The exercise: Transcribe exactly the lines from the one holding "Can you find the wood baseboard?" to the end of the data below, including both of those lines and no others.

-- Start Material to process --

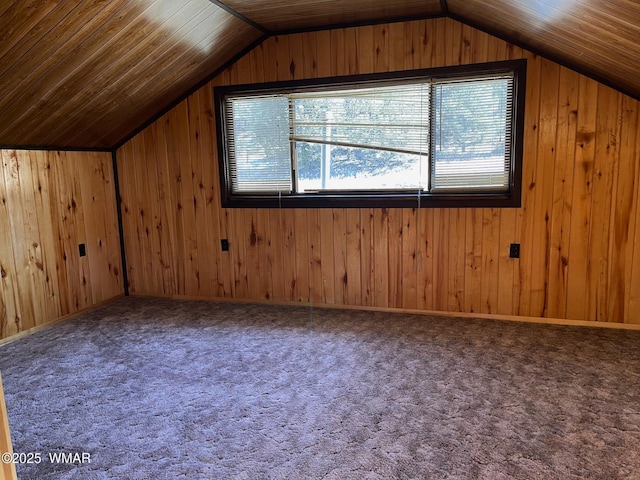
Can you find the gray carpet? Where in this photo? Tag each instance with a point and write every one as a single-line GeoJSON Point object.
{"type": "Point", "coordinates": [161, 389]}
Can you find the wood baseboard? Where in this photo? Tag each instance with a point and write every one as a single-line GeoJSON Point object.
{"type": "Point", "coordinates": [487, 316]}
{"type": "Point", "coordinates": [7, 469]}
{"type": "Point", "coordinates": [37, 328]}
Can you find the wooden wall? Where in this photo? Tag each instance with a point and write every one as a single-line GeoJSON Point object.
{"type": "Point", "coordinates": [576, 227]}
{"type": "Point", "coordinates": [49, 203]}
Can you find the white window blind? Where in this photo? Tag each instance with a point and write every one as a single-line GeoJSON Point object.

-- End Material to process --

Exercise output:
Can you find the wood baseboard? Where in this photo? Tag each instance with a point and write every one as a single-line GeoJSON Point object.
{"type": "Point", "coordinates": [487, 316]}
{"type": "Point", "coordinates": [7, 469]}
{"type": "Point", "coordinates": [37, 328]}
Can you find the wooden wall? Where in this photo? Tag each instance with a point and write every one as a single-line GeoJSON Point object.
{"type": "Point", "coordinates": [576, 227]}
{"type": "Point", "coordinates": [49, 203]}
Can you find the white window blind? Where in this photo? Tag each instance with a point and write every one as a single-line GeoJSON Point object.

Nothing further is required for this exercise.